WHAT YOU HAVE TO DO - Among the lines below, list those containing the string "tail".

DATA EXTRACT -
* * * * * * * * *

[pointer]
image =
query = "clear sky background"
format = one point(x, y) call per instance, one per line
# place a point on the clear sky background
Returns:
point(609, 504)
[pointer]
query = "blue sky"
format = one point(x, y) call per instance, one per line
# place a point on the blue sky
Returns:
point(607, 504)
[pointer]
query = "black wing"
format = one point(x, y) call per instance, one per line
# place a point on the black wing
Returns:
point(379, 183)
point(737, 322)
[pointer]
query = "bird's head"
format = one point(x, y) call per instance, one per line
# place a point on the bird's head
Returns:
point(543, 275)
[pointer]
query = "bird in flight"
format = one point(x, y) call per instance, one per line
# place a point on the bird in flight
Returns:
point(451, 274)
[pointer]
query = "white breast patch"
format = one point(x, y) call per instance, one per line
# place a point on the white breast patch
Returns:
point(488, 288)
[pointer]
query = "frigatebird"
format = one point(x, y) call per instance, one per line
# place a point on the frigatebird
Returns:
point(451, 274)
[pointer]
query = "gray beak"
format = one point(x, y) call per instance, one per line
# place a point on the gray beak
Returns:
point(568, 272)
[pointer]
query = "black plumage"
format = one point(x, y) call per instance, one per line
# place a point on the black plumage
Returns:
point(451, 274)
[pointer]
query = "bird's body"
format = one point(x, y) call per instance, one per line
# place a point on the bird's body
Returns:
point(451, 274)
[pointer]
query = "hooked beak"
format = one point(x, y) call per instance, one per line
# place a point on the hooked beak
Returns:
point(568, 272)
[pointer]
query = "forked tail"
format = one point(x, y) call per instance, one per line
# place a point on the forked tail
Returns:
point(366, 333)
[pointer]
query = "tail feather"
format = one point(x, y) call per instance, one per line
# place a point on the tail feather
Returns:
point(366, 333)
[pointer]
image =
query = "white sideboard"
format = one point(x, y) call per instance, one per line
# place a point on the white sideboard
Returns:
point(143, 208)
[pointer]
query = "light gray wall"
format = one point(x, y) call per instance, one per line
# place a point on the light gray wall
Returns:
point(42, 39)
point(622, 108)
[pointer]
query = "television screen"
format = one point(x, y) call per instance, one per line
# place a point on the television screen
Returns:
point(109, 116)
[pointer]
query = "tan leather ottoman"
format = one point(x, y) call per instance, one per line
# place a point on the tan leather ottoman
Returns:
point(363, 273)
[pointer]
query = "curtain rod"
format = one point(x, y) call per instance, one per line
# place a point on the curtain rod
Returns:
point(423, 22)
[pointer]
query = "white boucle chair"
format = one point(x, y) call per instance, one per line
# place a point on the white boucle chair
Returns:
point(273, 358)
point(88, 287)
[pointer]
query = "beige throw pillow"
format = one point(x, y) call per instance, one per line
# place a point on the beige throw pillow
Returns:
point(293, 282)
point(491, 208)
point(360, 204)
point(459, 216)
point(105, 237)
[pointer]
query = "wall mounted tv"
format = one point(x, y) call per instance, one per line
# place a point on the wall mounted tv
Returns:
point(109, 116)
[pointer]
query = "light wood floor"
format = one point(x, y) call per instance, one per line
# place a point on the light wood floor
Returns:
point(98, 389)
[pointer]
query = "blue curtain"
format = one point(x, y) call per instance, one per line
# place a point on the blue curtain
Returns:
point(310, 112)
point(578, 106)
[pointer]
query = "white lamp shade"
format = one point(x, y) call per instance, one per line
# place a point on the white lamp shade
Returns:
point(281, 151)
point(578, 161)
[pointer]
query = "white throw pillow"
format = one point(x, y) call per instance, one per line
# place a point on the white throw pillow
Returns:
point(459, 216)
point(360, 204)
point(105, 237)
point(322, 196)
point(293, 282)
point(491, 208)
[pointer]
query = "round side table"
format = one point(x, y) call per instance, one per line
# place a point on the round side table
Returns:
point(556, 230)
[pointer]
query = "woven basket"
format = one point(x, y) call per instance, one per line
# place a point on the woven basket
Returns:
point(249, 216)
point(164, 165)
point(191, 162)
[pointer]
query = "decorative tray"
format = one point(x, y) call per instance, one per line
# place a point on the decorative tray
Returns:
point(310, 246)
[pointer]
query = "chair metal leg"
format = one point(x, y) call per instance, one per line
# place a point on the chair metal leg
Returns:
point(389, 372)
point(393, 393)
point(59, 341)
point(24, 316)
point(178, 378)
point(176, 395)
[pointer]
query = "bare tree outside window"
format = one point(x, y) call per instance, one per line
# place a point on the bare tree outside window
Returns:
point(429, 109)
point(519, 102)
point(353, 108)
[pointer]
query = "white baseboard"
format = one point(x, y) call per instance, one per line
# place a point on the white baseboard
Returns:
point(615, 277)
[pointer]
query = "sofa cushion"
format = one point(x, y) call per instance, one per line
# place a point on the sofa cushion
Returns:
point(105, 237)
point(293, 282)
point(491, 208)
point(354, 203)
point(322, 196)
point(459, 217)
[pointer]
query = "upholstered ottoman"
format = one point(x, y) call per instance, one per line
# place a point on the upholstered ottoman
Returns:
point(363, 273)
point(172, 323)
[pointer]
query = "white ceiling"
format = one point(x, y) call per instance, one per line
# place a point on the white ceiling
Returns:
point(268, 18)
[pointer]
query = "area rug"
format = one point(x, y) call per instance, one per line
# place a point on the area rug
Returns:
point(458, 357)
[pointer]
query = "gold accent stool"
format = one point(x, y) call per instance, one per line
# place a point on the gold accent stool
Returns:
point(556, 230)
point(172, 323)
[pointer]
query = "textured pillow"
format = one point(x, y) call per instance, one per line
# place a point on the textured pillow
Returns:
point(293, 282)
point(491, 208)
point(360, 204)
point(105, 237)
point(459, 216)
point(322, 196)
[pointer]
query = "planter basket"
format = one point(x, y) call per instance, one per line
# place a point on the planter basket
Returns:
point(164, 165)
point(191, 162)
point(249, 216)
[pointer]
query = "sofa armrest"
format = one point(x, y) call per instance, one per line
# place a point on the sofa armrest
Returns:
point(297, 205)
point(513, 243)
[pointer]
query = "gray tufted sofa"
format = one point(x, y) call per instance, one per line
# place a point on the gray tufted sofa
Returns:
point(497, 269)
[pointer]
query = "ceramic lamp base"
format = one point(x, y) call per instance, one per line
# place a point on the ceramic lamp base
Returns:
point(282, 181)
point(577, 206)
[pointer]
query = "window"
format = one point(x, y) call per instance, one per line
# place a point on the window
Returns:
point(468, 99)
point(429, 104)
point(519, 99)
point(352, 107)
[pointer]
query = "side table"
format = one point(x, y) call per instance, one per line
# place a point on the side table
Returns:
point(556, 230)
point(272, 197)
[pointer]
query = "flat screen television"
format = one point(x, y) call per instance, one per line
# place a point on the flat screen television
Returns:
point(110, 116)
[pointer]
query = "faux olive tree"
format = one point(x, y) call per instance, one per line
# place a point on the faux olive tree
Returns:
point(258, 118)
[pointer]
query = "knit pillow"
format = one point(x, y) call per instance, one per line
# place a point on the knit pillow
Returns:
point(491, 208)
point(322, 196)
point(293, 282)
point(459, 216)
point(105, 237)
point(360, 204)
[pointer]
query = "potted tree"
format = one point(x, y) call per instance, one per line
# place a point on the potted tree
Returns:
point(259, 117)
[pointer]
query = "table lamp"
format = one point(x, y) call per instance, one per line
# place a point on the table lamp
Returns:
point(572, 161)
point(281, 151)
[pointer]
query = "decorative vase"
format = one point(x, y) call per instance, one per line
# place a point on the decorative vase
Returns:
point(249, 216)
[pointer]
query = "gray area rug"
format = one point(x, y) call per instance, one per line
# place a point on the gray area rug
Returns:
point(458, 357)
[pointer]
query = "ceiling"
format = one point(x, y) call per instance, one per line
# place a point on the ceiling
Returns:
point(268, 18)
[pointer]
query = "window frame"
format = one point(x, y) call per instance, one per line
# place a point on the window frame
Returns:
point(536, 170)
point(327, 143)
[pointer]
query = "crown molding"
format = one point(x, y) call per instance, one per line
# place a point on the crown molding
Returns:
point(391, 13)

* * * * * * * * *

RESPONSE BELOW -
query = "forked tail"
# place a point on the forked tail
query = "tail feather"
# place a point on the tail feather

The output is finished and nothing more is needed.